TASK STATEMENT:
The lines below must be transcribed exactly as given, with the images removed.

TASK INPUT:

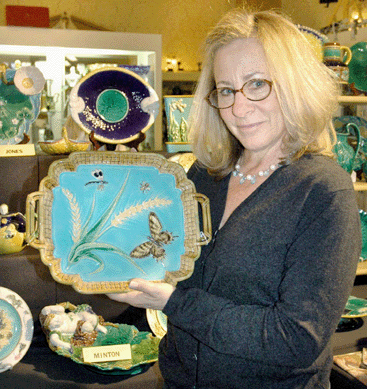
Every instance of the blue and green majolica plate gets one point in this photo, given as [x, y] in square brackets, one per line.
[108, 217]
[16, 328]
[115, 103]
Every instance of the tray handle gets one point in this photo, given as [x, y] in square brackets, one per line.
[32, 220]
[206, 234]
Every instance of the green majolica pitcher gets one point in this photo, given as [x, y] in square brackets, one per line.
[345, 153]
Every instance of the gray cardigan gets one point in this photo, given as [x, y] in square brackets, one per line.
[268, 291]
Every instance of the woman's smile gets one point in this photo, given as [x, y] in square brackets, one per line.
[258, 125]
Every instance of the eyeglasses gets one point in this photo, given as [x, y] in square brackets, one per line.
[254, 90]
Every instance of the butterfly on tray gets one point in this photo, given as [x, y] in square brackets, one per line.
[154, 245]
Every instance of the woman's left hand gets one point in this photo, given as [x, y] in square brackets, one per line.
[146, 294]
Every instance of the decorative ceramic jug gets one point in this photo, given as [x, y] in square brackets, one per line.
[346, 154]
[337, 58]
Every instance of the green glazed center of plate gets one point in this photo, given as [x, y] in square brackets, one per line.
[112, 105]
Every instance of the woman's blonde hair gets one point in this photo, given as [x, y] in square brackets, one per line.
[306, 90]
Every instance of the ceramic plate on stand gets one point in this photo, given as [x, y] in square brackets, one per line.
[115, 103]
[357, 66]
[341, 121]
[16, 329]
[17, 111]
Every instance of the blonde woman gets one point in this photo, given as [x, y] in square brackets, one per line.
[268, 291]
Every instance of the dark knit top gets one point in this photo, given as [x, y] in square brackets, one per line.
[267, 293]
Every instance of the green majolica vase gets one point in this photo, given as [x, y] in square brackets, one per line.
[347, 156]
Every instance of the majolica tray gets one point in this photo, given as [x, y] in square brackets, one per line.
[16, 329]
[103, 218]
[115, 103]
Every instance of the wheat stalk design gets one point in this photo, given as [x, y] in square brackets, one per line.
[75, 212]
[134, 209]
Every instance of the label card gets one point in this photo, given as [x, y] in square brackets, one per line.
[107, 353]
[17, 150]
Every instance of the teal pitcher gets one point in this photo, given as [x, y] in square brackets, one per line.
[347, 156]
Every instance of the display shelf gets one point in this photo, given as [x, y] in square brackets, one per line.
[180, 76]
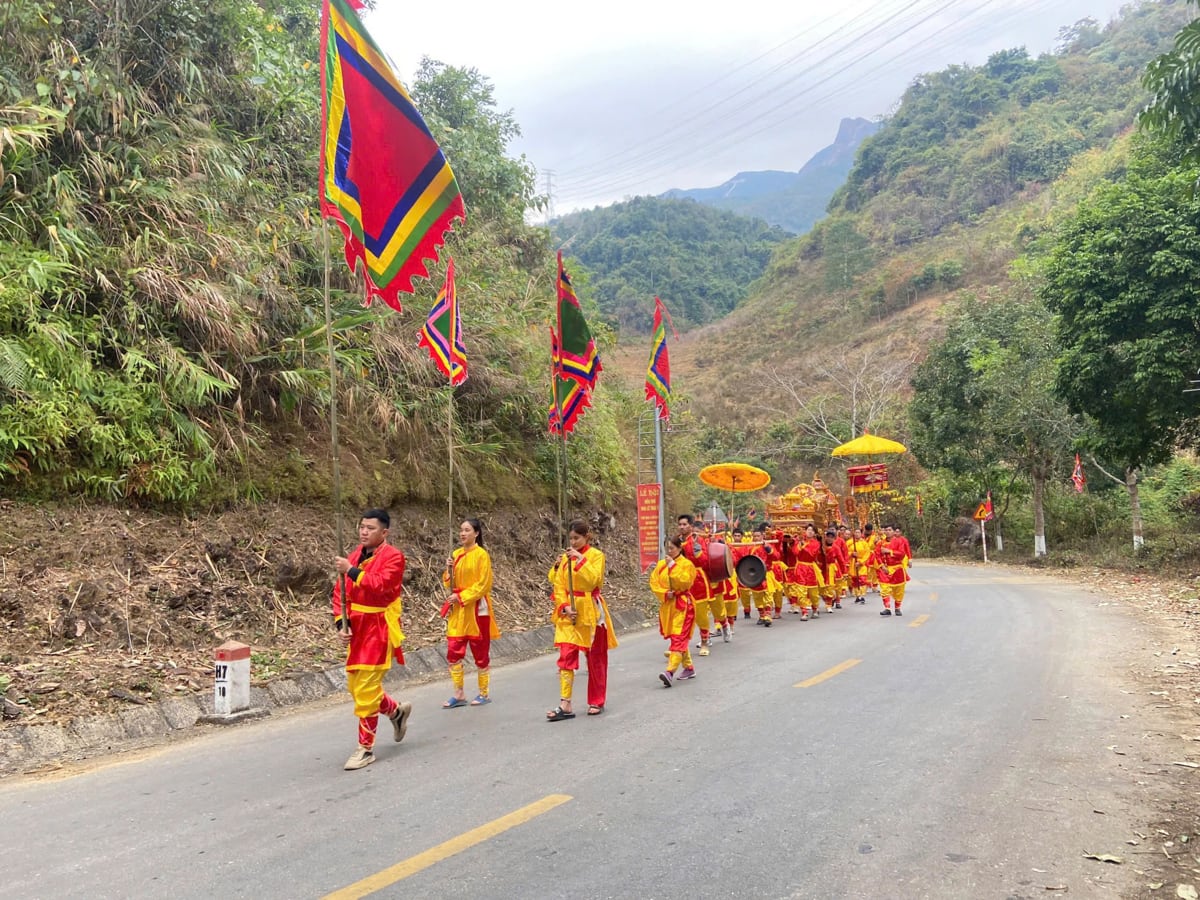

EXERCISE OUTPUT:
Every instance of the blue and green majolica plate gets one point in this photo, given as [x, y] in square brackets, one per line.
[108, 217]
[16, 328]
[115, 103]
Every instance of the tray handle gets one point in this photo, given as [x, y] in square brackets, one per line.
[32, 220]
[206, 234]
Every instance of the green majolica pitcher gets one point in this photo, given as [x, y] in square brackets, one per line.
[345, 153]
Every instance of the gray cardigan gets one point in this photo, given as [x, y] in square brackets, one per line.
[268, 291]
Every instance of the woman's smile gets one point in this photo, given as [x, y] in square brackets, one per line.
[258, 125]
Every instance of the eyeglasses gets one point in this photo, given as [x, y] in square brackets, one per line.
[254, 90]
Every instance of the butterfly on tray gets one point in this photo, given as [x, y] in square brackets, one per line.
[154, 245]
Every instance of the woman's left hand gets one point in this photo, given as [x, y] in square brackets, one per line.
[146, 294]
Every instance of the decorative ceramic jug gets one point in this photo, given as [x, y] in square brackets, one per line.
[346, 154]
[337, 58]
Every instance of the green glazed center of plate gets one point in this photo, given as [x, y] in square brackets, one per line.
[112, 105]
Every instance of the woman's blonde hair gets one point in this photo, given as [x, y] in square brackets, one per line.
[306, 90]
Every instance of the ceramic plate on stand gets one point in this photo, given as [x, y] in square brackets, one per line.
[115, 103]
[357, 66]
[341, 121]
[16, 329]
[17, 111]
Every instance of the blonde woman gets one point in this photo, given as [x, y] in square brackets, one per line.
[268, 291]
Every instance of the dark knit top gets one point in this photo, given as [x, y] in square brackets, one per line.
[267, 293]
Every instance of the green majolica vase gets one point in this photo, given as [x, y] in square brackets, one per line.
[347, 156]
Every instance of the majolica tray gets one point in this photo, given as [x, y] in square brackets, one per line.
[16, 329]
[103, 218]
[115, 103]
Every instance of the wheat stalk design gets one point in this photo, given as [x, y] in square brackets, one per line.
[75, 212]
[134, 209]
Every instance of the label card gets one point in this photo, given as [x, y] in square brackets, one per line.
[107, 353]
[17, 150]
Every instance of the teal pitcher gets one point in this photo, given as [x, y] in square brackets, one per line.
[347, 156]
Every instance of the display shelf gets one point in this photo, given as [x, y] in square brackets, one per line.
[180, 76]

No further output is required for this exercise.